# Excerpt
The safety and quality of our health services is of high importance and has been the subject of significant investment of time and resources over the last 12 months.

In late 2006, a group appointed by the Minister reported on the highest priority quality improvement initiatives that could be actioned in New Zealand Hospitals.

In February 2007, the Quality Improvement Committee – QIC – was established to provide independent advice to Parliament to make and implement recommendations on national quality improvement.

The Quality Improvement Committee consulted widely and presented business cases on the five highest priority projects to the Minister. The projects included arrangements for leading and coordinating the work of District Health Boards and the Ministry of Health along with appropriate mechanisms for oversight.

Quality improvement is an integral part of health planning and the Quality Improvement Committee is leading the work to consolidate and build on the work that many DHBs have already been doing in this area.

In August, the Ministry of Health approved $20 million for components of the following five projects under the National Quality Improvement Programme:

Project / Lead DHB / Funding
Optimising the patient’s journey / Counties Manukau – Geraint Martin / $2m over 3 years
Management of Healthcare incidents / Waikato – Craig Climo / $1.15m over 2 years
Infection prevention and Control / Auckland – Garry Smith / $0.75m over 18 months
Safe Medication Management / West Coast – Kevin Hague
Hutt Valley – Chai Chuah / $10.2m over a multi-year period
National Mortality Review Systems / Joint DHB & Ministry of Health / $5.5m over 3 years

Additional change management costs will be met by DHBs. The work of the committee is building on the strong support commitment of DHBs and providing the opportunity to coordinate the efforts in this field and reduce the chance of duplication.

# Given entries
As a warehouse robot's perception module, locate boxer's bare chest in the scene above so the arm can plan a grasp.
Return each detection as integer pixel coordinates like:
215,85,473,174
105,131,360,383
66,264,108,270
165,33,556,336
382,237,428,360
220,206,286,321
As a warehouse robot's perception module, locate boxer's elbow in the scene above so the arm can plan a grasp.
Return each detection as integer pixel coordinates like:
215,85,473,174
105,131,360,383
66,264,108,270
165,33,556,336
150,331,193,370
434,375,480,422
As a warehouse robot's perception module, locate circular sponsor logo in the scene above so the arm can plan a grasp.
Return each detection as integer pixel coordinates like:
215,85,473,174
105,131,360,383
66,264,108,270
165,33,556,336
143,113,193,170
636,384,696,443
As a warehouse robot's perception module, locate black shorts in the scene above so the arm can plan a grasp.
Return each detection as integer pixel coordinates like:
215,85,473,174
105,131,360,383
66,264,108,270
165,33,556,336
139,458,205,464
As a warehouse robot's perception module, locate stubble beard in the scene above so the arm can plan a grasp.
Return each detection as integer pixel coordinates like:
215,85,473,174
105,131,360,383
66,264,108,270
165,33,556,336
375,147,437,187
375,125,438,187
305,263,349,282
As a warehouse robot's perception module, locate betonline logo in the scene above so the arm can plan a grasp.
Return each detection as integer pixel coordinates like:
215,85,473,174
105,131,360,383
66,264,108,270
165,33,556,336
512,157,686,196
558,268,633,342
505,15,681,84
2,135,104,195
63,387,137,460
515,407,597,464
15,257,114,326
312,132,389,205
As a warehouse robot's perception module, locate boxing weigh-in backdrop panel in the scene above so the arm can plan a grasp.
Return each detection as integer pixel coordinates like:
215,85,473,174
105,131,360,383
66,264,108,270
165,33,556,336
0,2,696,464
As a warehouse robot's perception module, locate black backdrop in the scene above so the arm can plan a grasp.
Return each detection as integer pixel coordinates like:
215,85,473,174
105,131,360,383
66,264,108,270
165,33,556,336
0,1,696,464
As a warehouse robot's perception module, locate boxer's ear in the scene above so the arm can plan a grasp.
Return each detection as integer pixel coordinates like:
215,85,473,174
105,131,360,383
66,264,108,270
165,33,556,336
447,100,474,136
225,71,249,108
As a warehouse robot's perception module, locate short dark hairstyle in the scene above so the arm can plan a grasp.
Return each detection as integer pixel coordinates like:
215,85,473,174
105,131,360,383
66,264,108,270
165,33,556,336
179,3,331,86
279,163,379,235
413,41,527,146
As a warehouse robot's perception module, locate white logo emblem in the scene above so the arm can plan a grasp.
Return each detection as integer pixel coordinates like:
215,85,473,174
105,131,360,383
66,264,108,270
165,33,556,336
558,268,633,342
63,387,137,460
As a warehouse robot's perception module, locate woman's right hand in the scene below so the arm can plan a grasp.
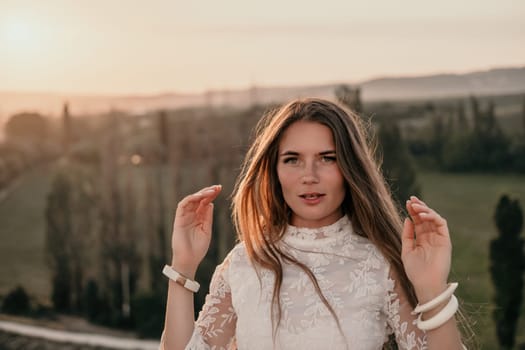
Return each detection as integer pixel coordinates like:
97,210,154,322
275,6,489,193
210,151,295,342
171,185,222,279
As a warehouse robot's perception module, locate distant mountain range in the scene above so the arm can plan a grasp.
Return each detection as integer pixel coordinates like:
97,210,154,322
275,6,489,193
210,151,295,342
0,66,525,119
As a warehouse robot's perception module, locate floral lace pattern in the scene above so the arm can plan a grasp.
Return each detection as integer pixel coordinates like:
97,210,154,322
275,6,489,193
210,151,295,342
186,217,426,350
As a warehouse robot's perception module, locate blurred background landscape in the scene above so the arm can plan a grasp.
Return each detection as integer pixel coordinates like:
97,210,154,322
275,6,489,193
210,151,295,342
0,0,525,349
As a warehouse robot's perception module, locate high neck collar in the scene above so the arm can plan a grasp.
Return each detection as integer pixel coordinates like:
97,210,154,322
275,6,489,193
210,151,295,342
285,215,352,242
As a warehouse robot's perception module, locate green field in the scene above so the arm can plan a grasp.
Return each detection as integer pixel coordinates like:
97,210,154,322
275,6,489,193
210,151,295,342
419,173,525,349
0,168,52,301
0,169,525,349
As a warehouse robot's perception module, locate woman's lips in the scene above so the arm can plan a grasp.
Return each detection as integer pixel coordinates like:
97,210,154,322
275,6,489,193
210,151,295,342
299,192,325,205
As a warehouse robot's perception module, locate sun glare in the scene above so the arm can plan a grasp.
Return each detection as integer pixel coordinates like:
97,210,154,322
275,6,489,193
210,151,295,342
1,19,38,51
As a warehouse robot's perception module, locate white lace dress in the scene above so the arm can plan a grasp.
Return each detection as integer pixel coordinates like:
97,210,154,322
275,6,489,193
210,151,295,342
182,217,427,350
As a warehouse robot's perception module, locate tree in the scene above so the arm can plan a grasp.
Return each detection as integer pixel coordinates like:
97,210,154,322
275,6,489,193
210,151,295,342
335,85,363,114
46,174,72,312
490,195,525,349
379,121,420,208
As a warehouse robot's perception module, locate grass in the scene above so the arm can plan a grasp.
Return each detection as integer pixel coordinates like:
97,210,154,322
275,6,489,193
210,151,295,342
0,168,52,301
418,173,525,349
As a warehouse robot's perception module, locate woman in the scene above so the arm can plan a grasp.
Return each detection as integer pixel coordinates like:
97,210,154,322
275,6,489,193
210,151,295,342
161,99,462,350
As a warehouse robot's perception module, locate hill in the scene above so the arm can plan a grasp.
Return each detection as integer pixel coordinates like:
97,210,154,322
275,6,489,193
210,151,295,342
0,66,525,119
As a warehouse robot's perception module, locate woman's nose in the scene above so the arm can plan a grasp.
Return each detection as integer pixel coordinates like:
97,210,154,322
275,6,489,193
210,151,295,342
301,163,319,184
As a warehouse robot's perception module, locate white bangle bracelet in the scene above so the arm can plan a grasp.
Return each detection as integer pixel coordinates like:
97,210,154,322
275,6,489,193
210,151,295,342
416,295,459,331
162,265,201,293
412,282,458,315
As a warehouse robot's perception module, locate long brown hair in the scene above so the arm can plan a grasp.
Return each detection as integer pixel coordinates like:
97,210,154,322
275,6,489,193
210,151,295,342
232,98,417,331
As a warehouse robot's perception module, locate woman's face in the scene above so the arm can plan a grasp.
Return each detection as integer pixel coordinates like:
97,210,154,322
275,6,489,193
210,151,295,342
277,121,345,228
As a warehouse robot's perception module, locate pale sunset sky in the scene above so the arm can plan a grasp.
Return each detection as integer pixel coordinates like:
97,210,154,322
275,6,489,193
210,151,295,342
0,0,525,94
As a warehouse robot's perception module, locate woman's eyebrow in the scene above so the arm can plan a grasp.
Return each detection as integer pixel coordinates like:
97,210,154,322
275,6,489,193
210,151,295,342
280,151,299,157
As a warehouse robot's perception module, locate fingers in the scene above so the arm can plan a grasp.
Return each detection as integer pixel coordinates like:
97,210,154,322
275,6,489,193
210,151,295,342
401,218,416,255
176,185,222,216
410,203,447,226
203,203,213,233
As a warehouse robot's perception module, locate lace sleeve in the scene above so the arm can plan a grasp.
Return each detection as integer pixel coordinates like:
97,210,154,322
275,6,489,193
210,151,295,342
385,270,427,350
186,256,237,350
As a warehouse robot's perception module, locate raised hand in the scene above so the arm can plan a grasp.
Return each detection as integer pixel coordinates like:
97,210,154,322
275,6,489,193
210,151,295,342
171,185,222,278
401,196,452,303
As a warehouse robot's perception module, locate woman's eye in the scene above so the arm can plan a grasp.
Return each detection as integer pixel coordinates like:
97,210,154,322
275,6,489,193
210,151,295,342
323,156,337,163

--

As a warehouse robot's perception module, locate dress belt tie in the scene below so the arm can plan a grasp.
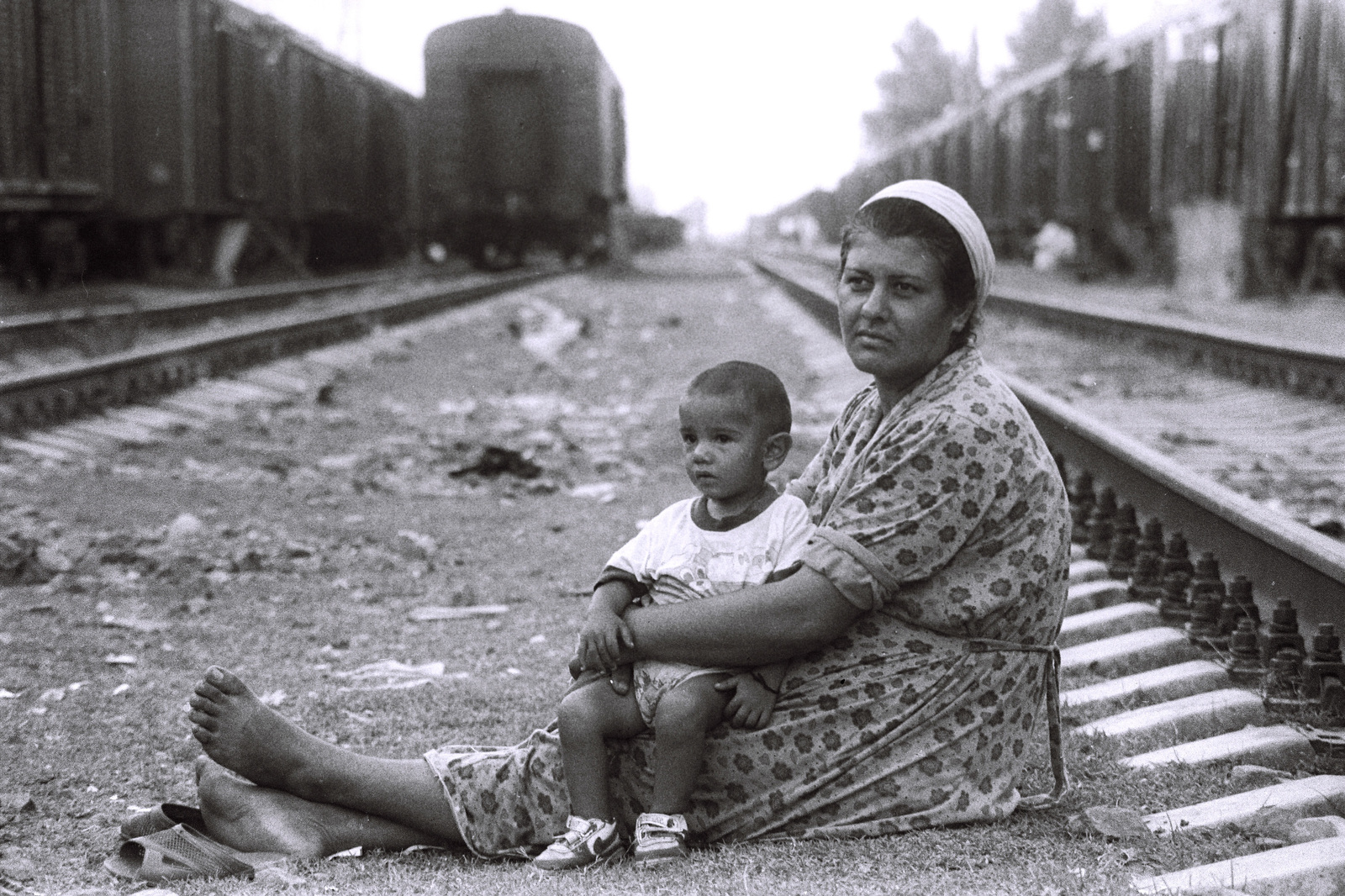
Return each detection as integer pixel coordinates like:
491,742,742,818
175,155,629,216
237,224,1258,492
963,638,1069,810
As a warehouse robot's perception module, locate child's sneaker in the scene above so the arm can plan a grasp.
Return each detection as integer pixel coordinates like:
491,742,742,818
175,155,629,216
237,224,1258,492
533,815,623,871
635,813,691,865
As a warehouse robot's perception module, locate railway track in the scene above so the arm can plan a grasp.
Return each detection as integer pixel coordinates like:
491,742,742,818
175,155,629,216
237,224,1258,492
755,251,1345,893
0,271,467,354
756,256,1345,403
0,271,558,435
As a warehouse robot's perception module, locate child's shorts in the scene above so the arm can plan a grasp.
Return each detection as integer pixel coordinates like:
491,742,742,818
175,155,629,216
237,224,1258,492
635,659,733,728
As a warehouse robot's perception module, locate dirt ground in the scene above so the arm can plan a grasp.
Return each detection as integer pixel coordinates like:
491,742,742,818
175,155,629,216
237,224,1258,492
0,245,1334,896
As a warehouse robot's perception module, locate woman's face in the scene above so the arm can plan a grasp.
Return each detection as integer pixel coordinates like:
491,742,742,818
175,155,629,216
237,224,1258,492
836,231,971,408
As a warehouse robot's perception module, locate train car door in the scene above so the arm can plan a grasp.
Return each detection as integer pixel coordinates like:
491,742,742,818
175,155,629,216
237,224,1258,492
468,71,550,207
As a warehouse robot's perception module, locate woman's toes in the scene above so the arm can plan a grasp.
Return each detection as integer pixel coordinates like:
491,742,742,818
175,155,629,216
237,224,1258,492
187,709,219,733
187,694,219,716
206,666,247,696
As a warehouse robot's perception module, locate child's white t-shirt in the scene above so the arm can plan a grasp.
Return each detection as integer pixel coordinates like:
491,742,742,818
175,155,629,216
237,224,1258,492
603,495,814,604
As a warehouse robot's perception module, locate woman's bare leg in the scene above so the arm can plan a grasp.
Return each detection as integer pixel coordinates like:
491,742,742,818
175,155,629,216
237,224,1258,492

# About this exercise
Answer these questions from the text on health quality improvement:
(a) In what month and year was the Quality Improvement Committee established?
(b) How much funding does the Infection prevention and Control project receive, and over what period?
(c) Who will meet the additional change management costs?
The entries are from a separate source, not from the text on health quality improvement.

# Reply
(a) February 2007
(b) $0.75m over 18 months
(c) The DHBs